• _Records for the exercise_:
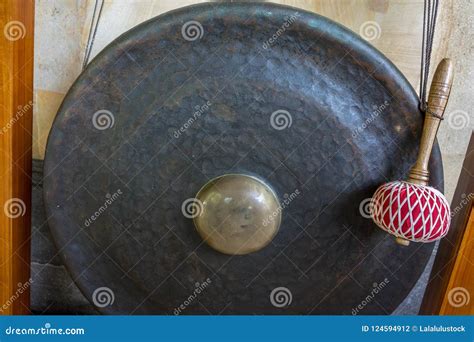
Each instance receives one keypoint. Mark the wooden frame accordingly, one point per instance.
(449, 247)
(16, 102)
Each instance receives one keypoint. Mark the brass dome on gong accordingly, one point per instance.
(240, 214)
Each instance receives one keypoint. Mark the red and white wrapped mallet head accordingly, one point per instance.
(411, 210)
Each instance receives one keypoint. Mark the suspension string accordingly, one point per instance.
(429, 23)
(92, 31)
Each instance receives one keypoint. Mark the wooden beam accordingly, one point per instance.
(16, 104)
(450, 246)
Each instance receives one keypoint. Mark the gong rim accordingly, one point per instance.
(385, 70)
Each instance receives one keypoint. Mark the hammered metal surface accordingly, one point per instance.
(184, 109)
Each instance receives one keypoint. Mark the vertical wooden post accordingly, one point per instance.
(16, 104)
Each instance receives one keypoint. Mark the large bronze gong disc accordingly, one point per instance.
(271, 92)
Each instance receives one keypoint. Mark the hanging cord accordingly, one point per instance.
(429, 22)
(92, 32)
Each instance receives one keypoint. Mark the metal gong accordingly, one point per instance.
(265, 126)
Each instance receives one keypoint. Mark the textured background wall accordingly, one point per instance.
(62, 28)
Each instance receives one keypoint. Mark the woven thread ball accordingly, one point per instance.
(414, 212)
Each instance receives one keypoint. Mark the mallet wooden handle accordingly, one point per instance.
(437, 101)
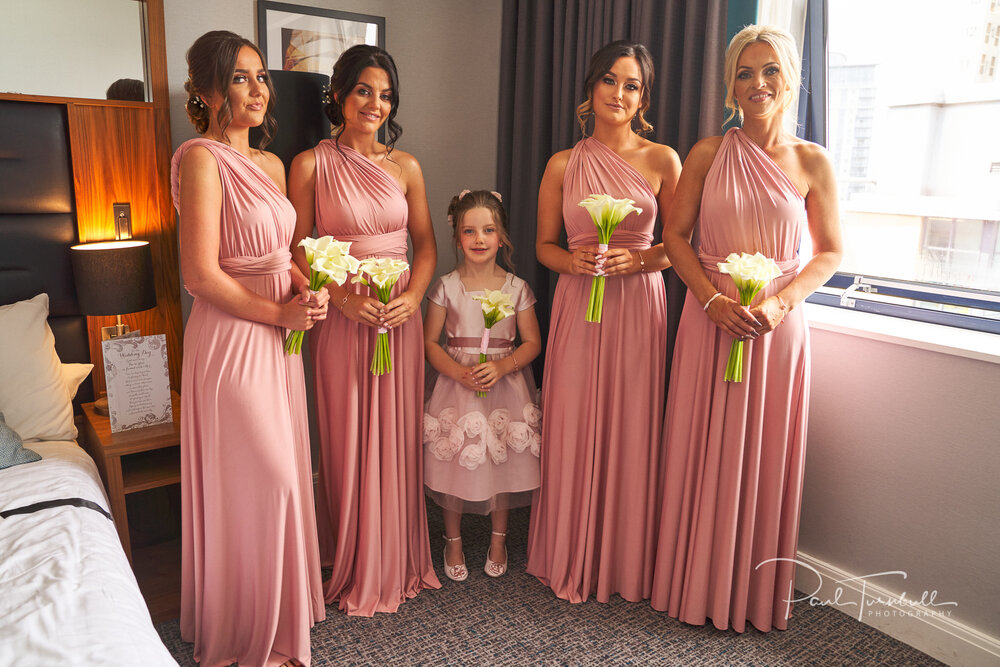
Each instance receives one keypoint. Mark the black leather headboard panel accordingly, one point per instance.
(35, 171)
(38, 221)
(34, 257)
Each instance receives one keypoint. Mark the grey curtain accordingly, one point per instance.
(812, 122)
(546, 47)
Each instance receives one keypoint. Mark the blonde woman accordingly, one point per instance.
(734, 459)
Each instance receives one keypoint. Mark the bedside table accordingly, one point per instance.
(133, 461)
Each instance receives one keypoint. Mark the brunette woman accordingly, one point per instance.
(250, 575)
(372, 519)
(592, 530)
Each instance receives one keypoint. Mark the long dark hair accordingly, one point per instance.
(601, 63)
(211, 64)
(346, 73)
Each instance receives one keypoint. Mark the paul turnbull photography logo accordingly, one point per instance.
(866, 595)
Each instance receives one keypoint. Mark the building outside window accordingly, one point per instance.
(915, 141)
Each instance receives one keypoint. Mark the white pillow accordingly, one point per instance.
(74, 375)
(33, 395)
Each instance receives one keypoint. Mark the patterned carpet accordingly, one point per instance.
(515, 620)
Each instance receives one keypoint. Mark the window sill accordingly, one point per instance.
(921, 335)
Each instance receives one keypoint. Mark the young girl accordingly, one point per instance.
(481, 452)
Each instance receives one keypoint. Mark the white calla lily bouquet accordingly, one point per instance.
(329, 261)
(607, 212)
(496, 306)
(382, 272)
(751, 273)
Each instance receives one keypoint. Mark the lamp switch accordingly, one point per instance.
(123, 220)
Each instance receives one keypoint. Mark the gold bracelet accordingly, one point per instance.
(709, 302)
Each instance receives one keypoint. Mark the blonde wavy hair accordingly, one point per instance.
(784, 47)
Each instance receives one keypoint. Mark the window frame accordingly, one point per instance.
(867, 292)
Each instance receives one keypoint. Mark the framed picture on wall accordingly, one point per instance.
(310, 39)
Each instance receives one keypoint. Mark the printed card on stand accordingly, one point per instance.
(138, 381)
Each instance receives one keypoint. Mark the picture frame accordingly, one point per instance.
(310, 39)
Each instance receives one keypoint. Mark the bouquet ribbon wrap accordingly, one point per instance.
(744, 288)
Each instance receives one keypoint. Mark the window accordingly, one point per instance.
(915, 146)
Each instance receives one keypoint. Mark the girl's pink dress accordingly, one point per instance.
(250, 573)
(481, 453)
(735, 451)
(592, 524)
(370, 507)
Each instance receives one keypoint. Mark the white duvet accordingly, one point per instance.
(67, 594)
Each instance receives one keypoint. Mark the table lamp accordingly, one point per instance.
(113, 278)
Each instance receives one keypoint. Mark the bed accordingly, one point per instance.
(67, 594)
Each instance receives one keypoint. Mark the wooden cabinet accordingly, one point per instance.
(130, 462)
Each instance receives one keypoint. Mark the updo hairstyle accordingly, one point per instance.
(601, 63)
(468, 200)
(346, 74)
(784, 47)
(211, 64)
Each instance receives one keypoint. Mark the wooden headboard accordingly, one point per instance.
(38, 222)
(87, 154)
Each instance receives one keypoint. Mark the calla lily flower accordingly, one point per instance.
(606, 212)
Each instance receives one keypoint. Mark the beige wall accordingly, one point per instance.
(901, 471)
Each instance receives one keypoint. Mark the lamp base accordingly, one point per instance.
(114, 331)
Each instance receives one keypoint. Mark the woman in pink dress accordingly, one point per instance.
(735, 451)
(371, 513)
(250, 574)
(592, 524)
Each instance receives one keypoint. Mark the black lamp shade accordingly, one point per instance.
(114, 277)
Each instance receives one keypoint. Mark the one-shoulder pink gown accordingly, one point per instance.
(371, 513)
(592, 524)
(250, 571)
(734, 452)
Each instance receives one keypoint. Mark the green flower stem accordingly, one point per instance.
(381, 359)
(734, 367)
(482, 358)
(595, 308)
(293, 343)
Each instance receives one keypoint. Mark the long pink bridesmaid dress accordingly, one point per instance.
(372, 519)
(735, 452)
(592, 523)
(250, 571)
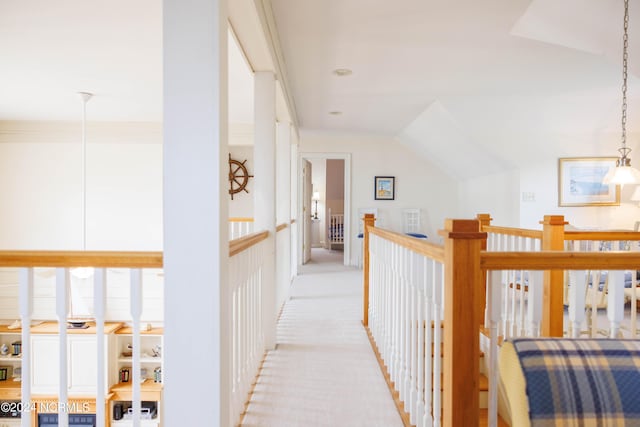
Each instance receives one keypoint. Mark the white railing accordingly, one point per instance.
(240, 227)
(283, 265)
(519, 316)
(246, 286)
(98, 388)
(405, 318)
(335, 229)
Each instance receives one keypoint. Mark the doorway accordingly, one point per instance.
(325, 206)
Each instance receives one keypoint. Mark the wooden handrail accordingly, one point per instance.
(243, 243)
(419, 246)
(557, 260)
(240, 219)
(80, 259)
(601, 235)
(512, 231)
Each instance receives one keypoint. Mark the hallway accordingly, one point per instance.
(323, 372)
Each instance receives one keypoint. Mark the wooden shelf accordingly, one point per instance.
(127, 330)
(149, 390)
(10, 389)
(142, 360)
(52, 328)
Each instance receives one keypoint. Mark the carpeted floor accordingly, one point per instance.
(323, 372)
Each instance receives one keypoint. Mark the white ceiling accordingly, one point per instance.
(496, 77)
(452, 76)
(50, 50)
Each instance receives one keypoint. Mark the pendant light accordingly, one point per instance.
(84, 272)
(623, 173)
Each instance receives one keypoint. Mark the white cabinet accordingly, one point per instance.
(45, 366)
(82, 369)
(150, 352)
(13, 359)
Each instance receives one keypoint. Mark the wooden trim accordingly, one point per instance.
(80, 259)
(555, 260)
(243, 243)
(601, 235)
(463, 282)
(404, 416)
(419, 246)
(240, 219)
(511, 231)
(369, 221)
(128, 330)
(553, 293)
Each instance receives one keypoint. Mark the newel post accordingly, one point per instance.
(553, 296)
(463, 284)
(369, 221)
(485, 221)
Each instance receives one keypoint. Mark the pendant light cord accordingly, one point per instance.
(625, 58)
(85, 96)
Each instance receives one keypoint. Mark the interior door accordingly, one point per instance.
(307, 189)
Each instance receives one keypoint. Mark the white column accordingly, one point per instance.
(283, 171)
(295, 247)
(265, 191)
(283, 212)
(196, 334)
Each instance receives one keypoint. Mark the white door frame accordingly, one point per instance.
(347, 198)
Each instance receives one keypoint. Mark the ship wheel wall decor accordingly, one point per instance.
(238, 176)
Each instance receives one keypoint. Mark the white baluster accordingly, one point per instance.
(615, 307)
(420, 302)
(595, 288)
(438, 294)
(577, 294)
(136, 312)
(99, 304)
(26, 309)
(62, 310)
(535, 302)
(428, 281)
(494, 308)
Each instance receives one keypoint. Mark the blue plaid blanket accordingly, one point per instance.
(581, 382)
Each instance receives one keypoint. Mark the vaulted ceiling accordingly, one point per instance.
(475, 86)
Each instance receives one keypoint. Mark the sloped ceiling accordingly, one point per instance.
(503, 82)
(51, 50)
(509, 81)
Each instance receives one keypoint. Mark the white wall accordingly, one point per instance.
(496, 194)
(41, 186)
(521, 198)
(542, 180)
(419, 183)
(242, 203)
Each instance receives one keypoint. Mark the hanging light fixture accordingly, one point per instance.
(84, 272)
(623, 173)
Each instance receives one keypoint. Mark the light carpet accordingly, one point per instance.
(323, 371)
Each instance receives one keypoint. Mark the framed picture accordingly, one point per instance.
(385, 188)
(580, 182)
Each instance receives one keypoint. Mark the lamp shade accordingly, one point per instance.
(622, 175)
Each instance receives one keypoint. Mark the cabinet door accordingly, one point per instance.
(45, 369)
(83, 369)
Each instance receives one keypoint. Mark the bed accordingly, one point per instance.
(335, 229)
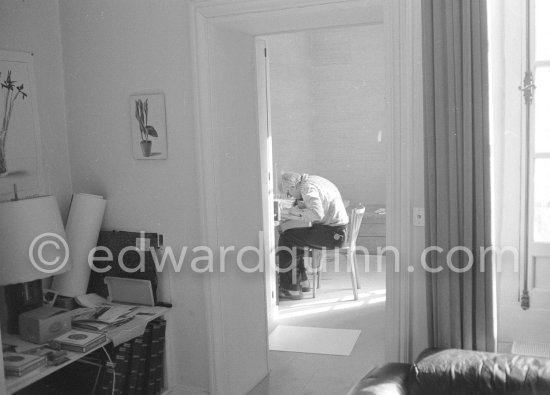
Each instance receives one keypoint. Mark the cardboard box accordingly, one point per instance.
(43, 324)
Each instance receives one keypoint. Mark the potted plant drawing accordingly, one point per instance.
(11, 93)
(145, 129)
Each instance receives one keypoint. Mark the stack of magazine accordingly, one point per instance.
(79, 341)
(16, 364)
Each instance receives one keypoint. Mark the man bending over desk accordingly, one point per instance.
(317, 201)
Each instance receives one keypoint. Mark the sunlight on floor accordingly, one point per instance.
(300, 309)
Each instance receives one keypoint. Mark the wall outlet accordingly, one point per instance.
(418, 216)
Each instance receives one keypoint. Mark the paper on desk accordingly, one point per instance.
(116, 313)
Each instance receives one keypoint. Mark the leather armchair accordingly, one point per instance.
(458, 372)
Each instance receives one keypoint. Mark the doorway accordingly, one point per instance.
(326, 116)
(227, 127)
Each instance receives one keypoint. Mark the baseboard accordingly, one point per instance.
(184, 390)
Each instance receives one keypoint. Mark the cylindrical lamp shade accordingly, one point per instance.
(83, 226)
(32, 240)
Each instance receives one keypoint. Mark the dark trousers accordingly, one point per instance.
(318, 236)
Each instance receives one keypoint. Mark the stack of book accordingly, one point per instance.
(16, 364)
(138, 364)
(79, 341)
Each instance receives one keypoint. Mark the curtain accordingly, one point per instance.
(461, 298)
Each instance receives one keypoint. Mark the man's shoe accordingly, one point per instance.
(286, 294)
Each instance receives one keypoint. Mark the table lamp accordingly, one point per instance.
(32, 247)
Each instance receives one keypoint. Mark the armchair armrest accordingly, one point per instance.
(390, 379)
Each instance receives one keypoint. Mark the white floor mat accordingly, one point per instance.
(532, 349)
(313, 340)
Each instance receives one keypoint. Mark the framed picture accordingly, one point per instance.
(20, 144)
(148, 125)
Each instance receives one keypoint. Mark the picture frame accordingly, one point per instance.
(20, 143)
(148, 126)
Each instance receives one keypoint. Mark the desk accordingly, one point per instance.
(14, 384)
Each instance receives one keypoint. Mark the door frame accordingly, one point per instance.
(400, 19)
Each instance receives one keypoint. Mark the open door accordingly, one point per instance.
(268, 184)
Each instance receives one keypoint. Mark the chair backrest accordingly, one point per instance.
(355, 223)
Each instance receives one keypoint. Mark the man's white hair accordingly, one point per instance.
(289, 179)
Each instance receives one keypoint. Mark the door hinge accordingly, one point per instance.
(528, 88)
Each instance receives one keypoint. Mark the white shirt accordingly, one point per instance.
(322, 201)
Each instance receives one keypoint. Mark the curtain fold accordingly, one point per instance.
(461, 303)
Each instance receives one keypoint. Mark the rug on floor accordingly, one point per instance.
(313, 340)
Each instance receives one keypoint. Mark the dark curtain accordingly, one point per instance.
(461, 303)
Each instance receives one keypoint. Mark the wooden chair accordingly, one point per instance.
(349, 249)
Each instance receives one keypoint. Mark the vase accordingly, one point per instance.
(146, 147)
(3, 164)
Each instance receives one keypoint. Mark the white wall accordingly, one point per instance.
(111, 50)
(33, 26)
(328, 110)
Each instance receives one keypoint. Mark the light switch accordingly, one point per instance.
(418, 216)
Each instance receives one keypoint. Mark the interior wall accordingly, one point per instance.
(328, 107)
(110, 51)
(33, 26)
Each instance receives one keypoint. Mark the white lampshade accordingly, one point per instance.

• _Written problem_: Copy out every line from the one containing "Each instance receives one keypoint. Mark the vase" to the end of the material, both ends included.

• _The response_:
Each instance receives one keypoint. Mark the vase accordingly, one point per instance.
(146, 147)
(3, 164)
Each instance receives one keypoint. Mark the white wall accordingly, one point per instance.
(111, 50)
(33, 26)
(328, 110)
Each instance receives one keypoint. Mark the light switch accordingly, one point per instance.
(418, 216)
Each instance receives one keypoint. Mark the interior wall accordingly, one point per instance.
(328, 107)
(110, 51)
(33, 26)
Each instance receives one keypoint. Mark the white lampshade accordingly, one point per instance.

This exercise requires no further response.